* Kutipan Sumber
---*---

You are currently viewing Matahari Terbit Di Kampung Laut ” Sepenggal Kisah Perjalanan Dakwah” (Bagian 1)

Matahari Terbit Di Kampung Laut ” Sepenggal Kisah Perjalanan Dakwah” (Bagian 1)

Hari berganti hari, bulan berganti bulan, waktu berjalan demikian cepat. Tidak terasa satu tahun lebih telah berlalu menjalani dakwah tauhid di kampung Laut. Ketegangan, kesulitan, senyuman, dan tangisan semuanya teralami ketika mengibarkan panji dakwah tauhid di daerah ini. Semula tatapan pesimis muncul dari sebagian kaum muslimin yang mendengar bahwa Ahlus sunnah mulai melangkahkan kaki untuk berdakwah di daerah ini. Mereka merasa tidak percaya diri kalau masyarakat Kampung laut yang terkenal dengan kehidupan keras , amoral, bodoh, dan miskin mau menerima dakwah tauhid. Karena dahulu pernah ada beberapa ormas yang berupaya mencurahkan dakwah Islam dengan menjalankan berbagai program sosial dan pembangunan masjid namun hasilnya jauh dari yang mereka harapkan. Sehingga ungkapan keputusasaan muncul dari mereka.

---*---

* Daftar yang Diberikan
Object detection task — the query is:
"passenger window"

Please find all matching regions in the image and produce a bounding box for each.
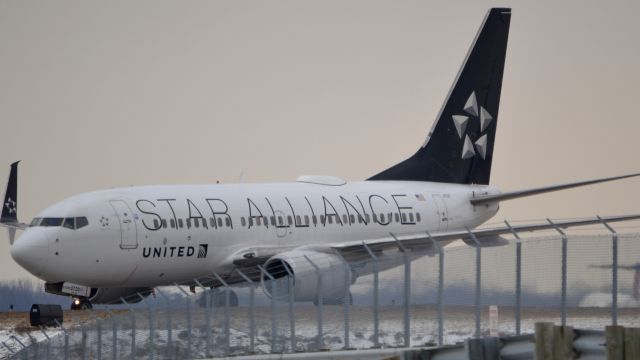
[62,218,76,230]
[40,218,64,226]
[76,216,89,229]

---*---

* Tujuan Tugas
Bisakah Anda menuliskan kembali bagian kisah dakwah di Kampung Laut, dari "Hari berganti hari, bulan" sampai dengan "muncul dari mereka.", tanpa mengubah satu kata pun?

* Jawaban Lengkap
Hari berganti hari, bulan berganti bulan, waktu berjalan demikian cepat. Tidak terasa satu tahun lebih telah berlalu menjalani dakwah tauhid di kampung Laut. Ketegangan, kesulitan, senyuman, dan tangisan semuanya teralami ketika mengibarkan panji dakwah tauhid di daerah ini. Semula tatapan pesimis muncul dari sebagian kaum muslimin yang mendengar bahwa Ahlus sunnah mulai melangkahkan kaki untuk berdakwah di daerah ini. Mereka merasa tidak percaya diri kalau masyarakat Kampung laut yang terkenal dengan kehidupan keras , amoral, bodoh, dan miskin mau menerima dakwah tauhid. Karena dahulu pernah ada beberapa ormas yang berupaya mencurahkan dakwah Islam dengan menjalankan berbagai program sosial dan pembangunan masjid namun hasilnya jauh dari yang mereka harapkan. Sehingga ungkapan keputusasaan muncul dari mereka.